Alfred Bollinger, spécialiste médical en codification chez Swisscoding

On comprend que le codage exige des compétences spécifiques, mais qu’en est-il de la formation aujourd’hui? Existe-t-il une filière pour former les codificatrices médicales?

Il n’existe pas aujourd’hui, en Suisse, de véritable filière structurée pour former les codificatrices médicales. Il y a bien un brevet fédéral, avec un examen officiel, mais pas de formation pratique en amont. Les cours proposés, notamment par H+, et Swisscoding restent souvent théoriques et, en raison de leur durée, ne peuvent traiter qu’un choix et un nombre limités d’exemples pratiques de codage. Le problème, c’est que seuls les grands hôpitaux ont les ressources nécessaires pour former des codificatrices en interne, sur deux ou trois ans. Les petits établissements, eux, n’ont ni le temps ni le budget pour accueillir des personnes en formation. Résultat : ils ne peuvent engager que des professionnelles déjà formées, ce qui limite fortement le renouvellement des effectifs. Les assureurs et les entreprises privées actives dans le domaine du codage ou de la révision du codage misent également sur des spécialistes du codage déjà formés et disposant d’une longue expérience, ce qui augmente encore la pression sur les hôpitaux qui assurent la formation.

Donc avec plus d’effectifs, la charge du codage sur les institutions hospitalières serait allégée?

Oui, mais il ne s’agit pas seulement de ressources humaines. Il faudrait aussi investir dans des outils numériques plus évolués. On parle depuis des années du dossier médical électronique, de documentation structurée, d’échange de données entre institutions… mais rien n’avance vraiment. Aujourd’hui, une grande partie de la documentation médicale n’est pas utilisable automatiquement : elle est rédigée dans Word, elle n’est pas standardisée, donc peu exploitable par une machine. Si l’on veut améliorer la qualité du codage, il faut repenser le système d’information hospitalier, pas seulement ajouter du personnel, mais aussi investir dans des solutions intelligentes qui allègent le travail humain et augmentent la qualité.

Dans ce sens, l’IA est une bonne voie, selon vous?

Oui, l’intelligence artificielle est une piste prometteuse. Elle apprend à coder à partir des cas réels issus de bases de données massives, et réussit à proposer des codes en lien avec la documentation disponible. Elle peut déjà coder automatiquement des cas simples, comme en orthopédie ou en obstétrique, ce qui libérera du temps aux codificatrices pour les cas complexes ou pour accompagner les équipes médicales et participer au développement des outils eux-mêmes.

Donc l’IA pourrait transformer le métier du codage, à terme?

Grâce à ces nouveaux outils, les jeunes codificatrices qui arrivent aujourd’hui ne feront plus du tout le même métier que moi. Tout le système va changer. C’est pourquoi il faut les préparer à cela. Même à la retraite, je continue à m’impliquer parce cette transformation me tient à cœur. Je travaille déjà avec les développeurs de Swisscoding pour intégrer les règles de codage dans l’outil, expliquer les cas, faire en sorte que la machine apprenne correctement.

Quelle est votre souhait pour l’avenir du codage médical et du système SwissDRG?

Je souhaite que le codage médical soit un métier reconnu pour sa valeur stratégique et que les hôpitaux allouent les ressources financières et humaines nécessaires à cette fin. Ce que j’espère, c’est qu’on retrouve plus de confiance entre les institutions : entre les hôpitaux, les codificatrices, les médecins et les assureurs. On est entré dans une logique de méfiance, presque de confrontation, alors que tout le monde vise la qualité des soins et la justesse des prestations. Si l’intelligence artificielle peut contribuer à rétablir cette confiance – par sa neutralité et sa transparence – alors c’est une bonne chose.
.....
◆ Explorer le document
a: D'après l'entretien, quels établissements disposent des ressources nécessaires pour former des codificatrices en interne ?
b: Mettez à jour l'entretien de « Grâce à ces » à « du système SwissDRG? » en remplaçant « les développeurs » par « les ingénieurs ».

Données sources
.....
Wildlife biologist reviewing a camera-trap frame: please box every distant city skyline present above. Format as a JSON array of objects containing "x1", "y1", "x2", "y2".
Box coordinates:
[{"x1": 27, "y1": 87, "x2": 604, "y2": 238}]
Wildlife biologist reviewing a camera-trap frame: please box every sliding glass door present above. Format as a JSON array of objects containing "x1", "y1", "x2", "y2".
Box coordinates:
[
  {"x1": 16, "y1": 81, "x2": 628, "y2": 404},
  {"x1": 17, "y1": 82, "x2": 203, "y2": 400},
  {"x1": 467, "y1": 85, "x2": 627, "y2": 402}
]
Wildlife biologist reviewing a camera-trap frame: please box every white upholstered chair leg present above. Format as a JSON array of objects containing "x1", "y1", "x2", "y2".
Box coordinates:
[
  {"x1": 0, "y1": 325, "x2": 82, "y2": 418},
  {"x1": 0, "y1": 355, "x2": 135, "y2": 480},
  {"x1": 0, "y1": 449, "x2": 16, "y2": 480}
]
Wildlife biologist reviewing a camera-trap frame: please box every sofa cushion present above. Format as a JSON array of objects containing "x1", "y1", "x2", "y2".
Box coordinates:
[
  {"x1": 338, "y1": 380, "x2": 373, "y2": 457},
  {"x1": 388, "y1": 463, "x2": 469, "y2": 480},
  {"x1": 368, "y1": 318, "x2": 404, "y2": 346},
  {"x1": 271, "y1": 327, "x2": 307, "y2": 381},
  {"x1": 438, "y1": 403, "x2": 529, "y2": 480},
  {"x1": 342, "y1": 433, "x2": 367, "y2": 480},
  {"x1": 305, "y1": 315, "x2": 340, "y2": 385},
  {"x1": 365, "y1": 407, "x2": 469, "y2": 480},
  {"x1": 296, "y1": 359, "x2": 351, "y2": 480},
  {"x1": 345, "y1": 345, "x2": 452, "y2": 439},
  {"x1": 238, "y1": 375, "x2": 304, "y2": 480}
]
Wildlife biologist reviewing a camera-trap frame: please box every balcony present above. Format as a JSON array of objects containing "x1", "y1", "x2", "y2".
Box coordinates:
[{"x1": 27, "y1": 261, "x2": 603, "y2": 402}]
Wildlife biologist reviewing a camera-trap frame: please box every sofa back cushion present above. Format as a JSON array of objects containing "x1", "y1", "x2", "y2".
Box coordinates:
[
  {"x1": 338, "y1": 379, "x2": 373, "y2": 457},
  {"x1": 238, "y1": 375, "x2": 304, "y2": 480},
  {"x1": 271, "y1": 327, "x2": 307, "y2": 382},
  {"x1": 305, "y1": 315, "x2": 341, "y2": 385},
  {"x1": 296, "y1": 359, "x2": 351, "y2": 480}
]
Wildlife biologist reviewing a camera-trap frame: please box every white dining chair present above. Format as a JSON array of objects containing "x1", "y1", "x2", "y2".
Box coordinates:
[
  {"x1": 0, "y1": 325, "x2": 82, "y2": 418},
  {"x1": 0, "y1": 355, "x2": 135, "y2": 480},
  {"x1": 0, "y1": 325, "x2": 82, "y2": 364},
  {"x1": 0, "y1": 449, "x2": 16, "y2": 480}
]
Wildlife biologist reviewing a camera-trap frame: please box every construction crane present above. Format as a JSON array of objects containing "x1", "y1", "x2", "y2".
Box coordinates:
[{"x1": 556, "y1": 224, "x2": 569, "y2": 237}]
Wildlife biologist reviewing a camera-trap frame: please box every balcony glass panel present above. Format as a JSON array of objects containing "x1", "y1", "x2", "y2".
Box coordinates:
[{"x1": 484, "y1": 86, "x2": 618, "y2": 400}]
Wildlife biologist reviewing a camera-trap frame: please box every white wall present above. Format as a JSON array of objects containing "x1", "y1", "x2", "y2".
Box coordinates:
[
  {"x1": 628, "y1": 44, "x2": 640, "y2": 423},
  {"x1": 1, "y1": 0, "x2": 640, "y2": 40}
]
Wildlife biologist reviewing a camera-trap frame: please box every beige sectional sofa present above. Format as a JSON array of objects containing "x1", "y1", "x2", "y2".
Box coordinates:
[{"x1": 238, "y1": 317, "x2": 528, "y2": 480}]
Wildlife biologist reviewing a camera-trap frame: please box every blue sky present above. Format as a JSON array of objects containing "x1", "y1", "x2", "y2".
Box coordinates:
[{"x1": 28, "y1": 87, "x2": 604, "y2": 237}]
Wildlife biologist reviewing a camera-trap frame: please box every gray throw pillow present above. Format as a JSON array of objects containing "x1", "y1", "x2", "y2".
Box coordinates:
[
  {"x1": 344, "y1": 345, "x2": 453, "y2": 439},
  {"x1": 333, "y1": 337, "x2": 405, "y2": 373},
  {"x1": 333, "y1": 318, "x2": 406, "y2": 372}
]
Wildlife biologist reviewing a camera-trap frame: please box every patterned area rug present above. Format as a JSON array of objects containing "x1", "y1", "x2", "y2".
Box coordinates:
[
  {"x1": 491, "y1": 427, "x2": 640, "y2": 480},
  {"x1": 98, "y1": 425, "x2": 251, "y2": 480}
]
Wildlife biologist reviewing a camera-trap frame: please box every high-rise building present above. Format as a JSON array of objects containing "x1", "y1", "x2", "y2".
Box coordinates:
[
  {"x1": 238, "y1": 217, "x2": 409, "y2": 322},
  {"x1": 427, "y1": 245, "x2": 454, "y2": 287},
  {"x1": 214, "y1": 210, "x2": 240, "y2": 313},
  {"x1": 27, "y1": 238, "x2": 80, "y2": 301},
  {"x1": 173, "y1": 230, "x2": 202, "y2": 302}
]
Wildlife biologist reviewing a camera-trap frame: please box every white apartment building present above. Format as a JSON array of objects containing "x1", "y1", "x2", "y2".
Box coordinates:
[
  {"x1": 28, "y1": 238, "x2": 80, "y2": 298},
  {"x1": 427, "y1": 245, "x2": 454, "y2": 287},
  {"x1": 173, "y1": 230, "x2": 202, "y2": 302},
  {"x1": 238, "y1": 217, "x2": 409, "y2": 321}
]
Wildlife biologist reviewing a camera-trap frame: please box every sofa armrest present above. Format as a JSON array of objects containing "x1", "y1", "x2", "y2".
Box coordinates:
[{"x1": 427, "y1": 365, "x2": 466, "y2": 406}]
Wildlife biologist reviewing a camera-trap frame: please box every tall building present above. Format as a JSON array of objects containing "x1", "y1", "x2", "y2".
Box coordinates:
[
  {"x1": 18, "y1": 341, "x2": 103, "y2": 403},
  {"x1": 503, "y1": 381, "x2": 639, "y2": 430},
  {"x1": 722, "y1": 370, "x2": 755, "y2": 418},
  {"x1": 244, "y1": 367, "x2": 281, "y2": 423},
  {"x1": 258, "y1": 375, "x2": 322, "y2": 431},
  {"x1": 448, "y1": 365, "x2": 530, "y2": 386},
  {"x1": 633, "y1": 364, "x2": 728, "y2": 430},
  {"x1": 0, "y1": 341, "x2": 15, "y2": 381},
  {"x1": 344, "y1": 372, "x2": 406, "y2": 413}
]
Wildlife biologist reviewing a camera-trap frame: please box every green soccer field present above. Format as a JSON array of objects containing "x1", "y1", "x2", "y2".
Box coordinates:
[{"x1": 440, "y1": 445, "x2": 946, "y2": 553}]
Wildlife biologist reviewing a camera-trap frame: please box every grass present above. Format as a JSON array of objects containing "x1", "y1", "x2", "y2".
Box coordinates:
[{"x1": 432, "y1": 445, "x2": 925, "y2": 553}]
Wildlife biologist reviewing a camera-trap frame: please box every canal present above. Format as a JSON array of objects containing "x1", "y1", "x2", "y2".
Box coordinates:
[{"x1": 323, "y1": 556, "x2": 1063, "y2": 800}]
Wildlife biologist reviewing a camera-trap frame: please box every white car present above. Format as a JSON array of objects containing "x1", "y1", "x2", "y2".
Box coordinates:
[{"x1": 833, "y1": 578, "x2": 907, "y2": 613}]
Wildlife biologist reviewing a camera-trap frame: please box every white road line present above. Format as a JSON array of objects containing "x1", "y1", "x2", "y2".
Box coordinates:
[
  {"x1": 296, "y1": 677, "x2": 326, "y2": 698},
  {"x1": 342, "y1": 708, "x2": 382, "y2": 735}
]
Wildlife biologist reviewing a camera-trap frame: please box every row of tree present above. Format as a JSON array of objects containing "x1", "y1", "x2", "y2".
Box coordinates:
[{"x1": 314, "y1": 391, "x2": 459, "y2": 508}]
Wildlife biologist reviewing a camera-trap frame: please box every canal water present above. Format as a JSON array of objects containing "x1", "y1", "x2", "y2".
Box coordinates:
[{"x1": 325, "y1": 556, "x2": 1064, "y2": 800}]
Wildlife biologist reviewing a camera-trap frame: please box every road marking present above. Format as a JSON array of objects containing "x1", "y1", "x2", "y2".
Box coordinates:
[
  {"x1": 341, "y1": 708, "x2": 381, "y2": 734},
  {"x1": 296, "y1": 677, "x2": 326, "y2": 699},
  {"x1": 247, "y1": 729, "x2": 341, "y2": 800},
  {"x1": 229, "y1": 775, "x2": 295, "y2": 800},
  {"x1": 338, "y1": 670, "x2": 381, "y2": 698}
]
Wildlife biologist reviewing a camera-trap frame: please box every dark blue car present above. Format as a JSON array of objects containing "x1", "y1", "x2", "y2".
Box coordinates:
.....
◆ Réponses par tâche
a: Seuls les grands hôpitaux, qui les forment sur deux ou trois ans.

b:
Grâce à ces nouveaux outils, les jeunes codificatrices qui arrivent aujourd’hui ne feront plus du tout le même métier que moi. Tout le système va changer. C’est pourquoi il faut les préparer à cela. Même à la retraite, je continue à m’impliquer parce cette transformation me tient à cœur. Je travaille déjà avec les ingénieurs de Swisscoding pour intégrer les règles de codage dans l’outil, expliquer les cas, faire en sorte que la machine apprenne correctement.

Quelle est votre souhait pour l’avenir du codage médical et du système SwissDRG?